START Dataset rows

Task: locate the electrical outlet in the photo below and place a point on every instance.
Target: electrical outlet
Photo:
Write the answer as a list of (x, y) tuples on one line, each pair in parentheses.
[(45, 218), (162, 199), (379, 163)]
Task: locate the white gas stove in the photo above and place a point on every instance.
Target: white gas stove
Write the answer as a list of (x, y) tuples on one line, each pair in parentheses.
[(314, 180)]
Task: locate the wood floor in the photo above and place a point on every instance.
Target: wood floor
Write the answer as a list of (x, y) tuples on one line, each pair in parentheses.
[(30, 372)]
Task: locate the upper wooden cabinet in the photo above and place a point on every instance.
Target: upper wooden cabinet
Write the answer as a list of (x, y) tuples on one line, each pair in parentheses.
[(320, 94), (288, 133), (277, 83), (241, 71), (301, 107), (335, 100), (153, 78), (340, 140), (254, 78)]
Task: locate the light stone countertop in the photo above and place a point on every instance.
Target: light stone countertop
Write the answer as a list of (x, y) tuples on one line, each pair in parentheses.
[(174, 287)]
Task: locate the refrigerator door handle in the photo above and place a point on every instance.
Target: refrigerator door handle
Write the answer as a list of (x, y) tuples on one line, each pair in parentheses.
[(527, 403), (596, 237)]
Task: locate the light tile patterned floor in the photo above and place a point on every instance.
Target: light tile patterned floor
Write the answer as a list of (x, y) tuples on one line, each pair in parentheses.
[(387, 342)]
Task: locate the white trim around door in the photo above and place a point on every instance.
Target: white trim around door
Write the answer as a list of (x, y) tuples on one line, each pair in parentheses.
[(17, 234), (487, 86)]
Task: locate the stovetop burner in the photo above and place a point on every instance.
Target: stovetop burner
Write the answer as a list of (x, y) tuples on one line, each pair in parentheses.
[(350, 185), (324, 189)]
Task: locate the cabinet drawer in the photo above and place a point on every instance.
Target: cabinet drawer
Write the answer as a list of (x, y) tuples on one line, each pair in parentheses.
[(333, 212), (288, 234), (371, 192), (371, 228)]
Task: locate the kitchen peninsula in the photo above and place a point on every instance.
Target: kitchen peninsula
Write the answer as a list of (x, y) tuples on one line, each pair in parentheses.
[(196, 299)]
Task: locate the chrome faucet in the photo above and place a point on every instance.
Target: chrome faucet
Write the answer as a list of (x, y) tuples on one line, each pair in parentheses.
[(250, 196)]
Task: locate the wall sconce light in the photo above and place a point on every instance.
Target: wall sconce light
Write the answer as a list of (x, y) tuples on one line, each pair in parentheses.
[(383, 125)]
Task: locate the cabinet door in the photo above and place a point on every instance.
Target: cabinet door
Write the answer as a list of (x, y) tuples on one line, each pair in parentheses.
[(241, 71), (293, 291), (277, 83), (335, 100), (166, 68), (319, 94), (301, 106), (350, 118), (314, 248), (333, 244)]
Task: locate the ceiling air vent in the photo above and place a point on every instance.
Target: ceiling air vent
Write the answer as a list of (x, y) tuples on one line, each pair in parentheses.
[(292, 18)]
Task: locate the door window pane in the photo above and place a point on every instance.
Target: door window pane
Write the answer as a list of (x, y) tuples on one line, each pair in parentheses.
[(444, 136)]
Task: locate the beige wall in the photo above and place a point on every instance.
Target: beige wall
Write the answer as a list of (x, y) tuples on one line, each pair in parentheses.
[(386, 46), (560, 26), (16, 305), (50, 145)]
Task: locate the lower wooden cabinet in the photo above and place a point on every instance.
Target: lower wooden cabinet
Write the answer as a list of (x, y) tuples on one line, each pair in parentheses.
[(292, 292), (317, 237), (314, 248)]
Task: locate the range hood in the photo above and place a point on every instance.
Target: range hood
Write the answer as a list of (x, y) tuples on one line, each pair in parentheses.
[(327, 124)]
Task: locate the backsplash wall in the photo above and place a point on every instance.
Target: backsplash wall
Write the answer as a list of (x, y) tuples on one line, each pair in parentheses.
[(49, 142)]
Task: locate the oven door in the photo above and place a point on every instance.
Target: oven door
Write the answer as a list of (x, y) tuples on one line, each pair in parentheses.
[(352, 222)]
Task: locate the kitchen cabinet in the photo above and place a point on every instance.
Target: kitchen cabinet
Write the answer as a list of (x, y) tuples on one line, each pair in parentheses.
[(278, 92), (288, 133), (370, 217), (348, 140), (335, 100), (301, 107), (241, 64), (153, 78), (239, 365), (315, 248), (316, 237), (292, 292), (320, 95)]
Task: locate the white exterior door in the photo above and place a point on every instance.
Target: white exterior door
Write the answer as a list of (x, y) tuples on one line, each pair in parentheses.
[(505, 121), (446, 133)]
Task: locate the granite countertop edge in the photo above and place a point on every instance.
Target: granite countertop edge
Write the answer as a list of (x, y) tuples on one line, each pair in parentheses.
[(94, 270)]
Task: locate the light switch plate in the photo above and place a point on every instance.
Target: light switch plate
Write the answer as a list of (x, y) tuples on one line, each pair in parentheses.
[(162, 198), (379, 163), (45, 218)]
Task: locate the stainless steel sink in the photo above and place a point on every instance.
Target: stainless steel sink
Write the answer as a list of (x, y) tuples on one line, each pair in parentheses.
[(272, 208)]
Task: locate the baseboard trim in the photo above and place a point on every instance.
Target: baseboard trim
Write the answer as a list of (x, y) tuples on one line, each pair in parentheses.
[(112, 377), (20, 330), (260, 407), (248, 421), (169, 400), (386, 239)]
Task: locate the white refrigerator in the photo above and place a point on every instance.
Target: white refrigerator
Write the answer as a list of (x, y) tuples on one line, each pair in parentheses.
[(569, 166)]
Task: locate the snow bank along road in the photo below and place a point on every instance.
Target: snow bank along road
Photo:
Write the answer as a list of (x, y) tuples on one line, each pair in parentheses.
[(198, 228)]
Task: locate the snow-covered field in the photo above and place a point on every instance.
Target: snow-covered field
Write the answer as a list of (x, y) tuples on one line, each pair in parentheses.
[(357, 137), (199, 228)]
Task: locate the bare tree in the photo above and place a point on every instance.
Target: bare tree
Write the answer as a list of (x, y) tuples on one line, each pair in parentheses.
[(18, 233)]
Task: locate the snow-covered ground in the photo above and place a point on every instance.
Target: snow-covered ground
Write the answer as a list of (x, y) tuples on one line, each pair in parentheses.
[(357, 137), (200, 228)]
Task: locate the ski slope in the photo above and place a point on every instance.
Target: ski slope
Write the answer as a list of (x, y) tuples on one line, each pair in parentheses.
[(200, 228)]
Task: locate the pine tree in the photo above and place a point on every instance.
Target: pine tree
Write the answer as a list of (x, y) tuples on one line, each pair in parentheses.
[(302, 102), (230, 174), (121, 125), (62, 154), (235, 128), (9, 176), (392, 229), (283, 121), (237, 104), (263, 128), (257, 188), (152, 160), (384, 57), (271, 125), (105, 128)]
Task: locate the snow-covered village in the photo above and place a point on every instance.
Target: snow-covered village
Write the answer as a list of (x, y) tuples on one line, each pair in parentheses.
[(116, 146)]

END Dataset rows

Rewrite every line of the rows in the stretch from "Task: locate the stovetop" through "[(386, 46), (560, 26), (16, 305), (50, 145)]", keeping all text unchanged except that each x and y coordinate in the answer lists is multiplied by 0.8 and rounded to a whole number, with halves rounded up.

Task: locate the stovetop burner in the photo above and place a point on every instance.
Target: stovetop burner
Write the answer as a list of (x, y) tuples on one line, each pair in parentheses.
[(280, 148), (259, 151)]
Task: locate the cabinet drawer in the photo above and place a point on every instance.
Target: cabinet drawer
Write the answer as a list of (x, y) tuples on one line, each pair in parentheses.
[(266, 170), (230, 187), (297, 154), (297, 182)]
Task: locate the kitchen peninsula in the photo above and place a point on every instance.
Target: kitchen peninsula
Write the answer as a list of (x, y) tuples on one line, each pair in parentheses.
[(157, 239)]
Task: locate the chrome faucet in the photo above and place a point on every instance.
Target: chrome faucet
Write the answer as a list of (x, y) tuples on one line, each pair in parentheses.
[(200, 157)]
Task: locate the wall sconce light in the photo above and place a point on every instance.
Target: wall sconce light
Write the answer as a list of (x, y) tuples on one line, each pair in parentheses.
[(306, 100)]
Task: locate the cabinet door in the photo above and place a point on every instance.
Target: cabinet door
Write the answer as a list of (x, y) tuples on one line, each pair in parentheses.
[(193, 57), (234, 233), (222, 66), (268, 80), (133, 54), (255, 75), (241, 85), (280, 94), (251, 198), (266, 195)]
Task: locate the ceiling air vent in the photo above and place a point on every instance.
Target: ceiling air vent
Write the answer as a list of (x, y) tuples on one line, each pair in parentheses.
[(234, 14)]
Task: locate the door window pane in the photo above and place a point on every instance.
Target: door window pane
Write the answer as a list of (x, y) tuples on one line, each pair in parentheses.
[(355, 109)]
Task: locate the beige wall in the photo above and place a point on every instance.
Target: beige wall
Write the answer as a list of (x, y) tuples on one line, each pair in parentheses.
[(309, 37), (448, 21), (13, 244), (40, 116)]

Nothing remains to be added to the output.